● Exercise goal
Quote the material below exactly as written, from the first line to the line that holds "[locate] player's left", endpoints included.

_____

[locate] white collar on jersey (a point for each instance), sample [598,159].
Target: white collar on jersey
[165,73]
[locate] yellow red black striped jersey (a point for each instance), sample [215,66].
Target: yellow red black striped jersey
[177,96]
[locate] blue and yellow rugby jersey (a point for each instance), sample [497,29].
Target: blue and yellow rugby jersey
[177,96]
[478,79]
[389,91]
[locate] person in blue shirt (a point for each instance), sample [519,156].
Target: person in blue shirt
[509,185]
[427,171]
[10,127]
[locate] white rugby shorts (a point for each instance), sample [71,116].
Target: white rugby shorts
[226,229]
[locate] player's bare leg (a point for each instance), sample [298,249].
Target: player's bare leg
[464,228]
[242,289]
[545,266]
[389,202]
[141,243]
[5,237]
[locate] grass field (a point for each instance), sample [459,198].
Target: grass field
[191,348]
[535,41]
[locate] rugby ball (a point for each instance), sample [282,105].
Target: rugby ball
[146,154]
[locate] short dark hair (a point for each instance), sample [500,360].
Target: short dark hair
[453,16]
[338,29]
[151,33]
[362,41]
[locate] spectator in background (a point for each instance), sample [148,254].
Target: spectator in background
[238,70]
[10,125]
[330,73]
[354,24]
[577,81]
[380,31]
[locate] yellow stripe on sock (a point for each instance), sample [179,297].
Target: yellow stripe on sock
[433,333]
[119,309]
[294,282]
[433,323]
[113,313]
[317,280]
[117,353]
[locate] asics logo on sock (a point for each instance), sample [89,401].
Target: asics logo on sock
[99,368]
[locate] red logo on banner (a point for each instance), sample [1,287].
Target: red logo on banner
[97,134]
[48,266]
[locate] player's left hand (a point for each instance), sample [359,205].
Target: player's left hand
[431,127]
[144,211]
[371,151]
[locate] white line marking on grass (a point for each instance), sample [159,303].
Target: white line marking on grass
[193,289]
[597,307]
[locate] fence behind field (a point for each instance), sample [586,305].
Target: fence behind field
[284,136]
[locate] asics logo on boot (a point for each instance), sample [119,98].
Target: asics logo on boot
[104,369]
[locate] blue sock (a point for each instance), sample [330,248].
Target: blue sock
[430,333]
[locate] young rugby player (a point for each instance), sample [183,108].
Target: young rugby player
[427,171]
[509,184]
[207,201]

_____

● Response below
[locate] white collar on jersey (a point for each instance), sample [598,159].
Target: white collar on jersey
[165,73]
[locate] yellow red black striped jersey (a point for each instance), sample [215,66].
Target: yellow red black striped jersey
[177,96]
[locate] blue and yellow rugby jersey (a point for each instance), sample [497,29].
Target: blue and yellow rugby jersey
[177,96]
[478,79]
[389,91]
[locate] person in blue shirt (a point for each instance), sample [519,156].
Target: person in blue shirt
[509,185]
[427,171]
[10,127]
[locate] white rugby shorts (a point for each instance), sample [71,116].
Target: white rugby shorts
[226,229]
[locate] player's bare leg (a point for each instance), sample [298,249].
Target: player's bare leg
[464,228]
[242,289]
[545,266]
[389,202]
[141,243]
[5,237]
[locate] grass field (a point for each instance), sample [459,198].
Target: grass field
[191,348]
[535,41]
[locate] rugby ball (a point for each instance), sample [282,105].
Target: rugby ball
[146,154]
[locate] short dark hair (a point for each instance), sample [500,360].
Target: short dark hair
[453,16]
[338,29]
[151,33]
[362,41]
[locate] spectator in background (a point for each instance), sample [148,254].
Target: spectator in background
[238,70]
[10,125]
[330,73]
[354,24]
[577,81]
[380,31]
[locate] yellow stripe on sock (a point for each instance), sample [179,297].
Target: yellow stripe on sock
[433,333]
[119,309]
[294,282]
[433,323]
[113,313]
[317,280]
[117,353]
[locate] asics logo on sock (a point for each instance), sample [89,401].
Target: asics logo on sock
[99,368]
[locate] red logo on banner (a point for each instance), sample [1,287].
Target: red logo on banner
[97,134]
[48,266]
[locate] player's left hand (a point for each instance), sample [359,205].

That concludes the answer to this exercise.